### [ACTIONS TO TAKE]
1 – Summarize the passage about Bayard Taylor's verses in two sentences.
2 – Set down the passage about Bayard Taylor's verses between "He allowed some" and "grasp of hand!", inclusive.
3 – According to the passage about Bayard Taylor's verses, where was Taylor when he wrote the poem titled "In Italy"?

### [TEXT PASSAGE]
※

He allowed some of his earlier verses to see the light of print, wherein he makes mention, indirectly, of Mary S. Agnew. When travelling along the Danube, in 1845, he thus writes:—

“Old playmates! bid me welcome
Amid your brother-band;
Give me the old affection,—
The glowing grasp of hand!
I seek no more the realms of old,—
Here is my Fatherland.
Come hither, gentle maiden,
Who weep’st in tender joy!
The rapture of thy presence
Repays the world’s annoy,
And calms the wild and ardent heart
Which warms the wandering boy.
In many a mountain fastness,
By many a river’s foam,
And through the gorgeous cities,
’Twas loneliness to roam;
For the sweetest music in my heart
Was the olden songs of home.”

When in Florence, in 1846, he wrote a poem entitled “In Italy,” wherein were the following expressive lines:—

“Rich is the soil with Fancy’s gold;
The stirring memories of old
Rise thronging in my haunted vision,
And wake my spirit’s young ambition.
But as the radiant sunsets close
Above Val d’Arno’s bowers of rose,
My soul forgets the olden glory,
And deems our love a dearer story.
Thy words, in Memory’s ear, outchime
The music of the Tuscan rhyme;
Thou standest here—the gentle-hearted—
Amid the shades of bards departed.
I see before thee fade away
Their garlands of immortal bay,
And turn from Petrarch’s passion-glances
To my own dearer heart-romances.”
“A single thought of thee effaced
The fair Italian dream I chased;
For the true clime of song and sun
Lies in the heart which mine hath won.”

When he reached London in 1846, after his long pilgrimage, and when so reduced in funds and friends, he yet had the time and mind to write of her these graceful rhymes:—

“I’ve wandered through the golden lands
Where art and beauty blended shine—
Where features limned by painters’ hands
Beam from the canvas made divine,
And many a god in marble stands,
With soul in every breathing line;
And forms the world has treasured long
Within me touched the world of song.”
“Yet brighter than those radiant dreams
Which won renown that never dies—
Where more than mortal beauty beams
In sybil’s lips, and angel’s eyes—
One image, like the moonlight, seems
Between them and my heart to rise,
And in its brighter, dearer ray,
The stars of Genius fade away.”

It is an interesting study and one not altogether unprofitable, to follow, through an author’s works the marks of his peculiar likes, joys, and sorrows. For in science, philosophy, history or poetry, the feelings of the student will unguardedly creep into his manuscripts as if between the lines, and often a little word, or a thoughtlessly inserted sentence or comment, will reveal whole chapters of a life which has been carefully, scrupulously hidden. So in Bayard Taylor’s poetry, written on sea and on land, at home and abroad, in poverty and in affluence, there is a certain vein of originality, and certain references to his own life, which, when placed together, give the clew to his inner life, and reveal a charming domestic scene, which cannot be described in prose. One of his characters in “The Poet’s Journal,” says:—

“Dear Friend, one volume of your life I read
Beneath these vines: you placed it in my hand
And made it mine,—but how the tale has sped
Since then, I know not, or can understand
From this fair ending only. Let me see
The intervening chapters, dark and bright,
In order, as you lived them.”

To which another makes reply in the words below, which so delicately and feelingly refer to his early love, his sorrow at the death of Mary, his first wife, and the brightness of the later affection. To one who has passed through the same trying experience, these lines are marvellously expressive:—

“What haps I met, what struggles, what success
Of fame, or gold, or place, concerns you less,
Dear friend, than how I lost that sorest load
I started with, and came to dwell at last
In the House Beautiful.”

※

### [DATA SEGMENT]
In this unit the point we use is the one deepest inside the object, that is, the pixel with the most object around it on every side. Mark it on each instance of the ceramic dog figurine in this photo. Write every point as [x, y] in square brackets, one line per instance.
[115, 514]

※

### [SOLUTION SET]
1 – The passage quotes verses Bayard Taylor wrote on the Danube in 1845, in Florence in 1846, and on reaching London in 1846, all of which refer to Mary S. Agnew. It argues that an author's feelings creep into his writing and that Taylor's poetry, including lines from "The Poet's Journal," reveals his inner life, his early love, his sorrow at the death of Mary, his first wife, and the brightness of a later affection.

2 –
He allowed some of his earlier verses to see the light of print, wherein he makes mention, indirectly, of Mary S. Agnew. When travelling along the Danube, in 1845, he thus writes:—

“Old playmates! bid me welcome
Amid your brother-band;
Give me the old affection,—
The glowing grasp of hand!

3 – He was in Florence, in 1846.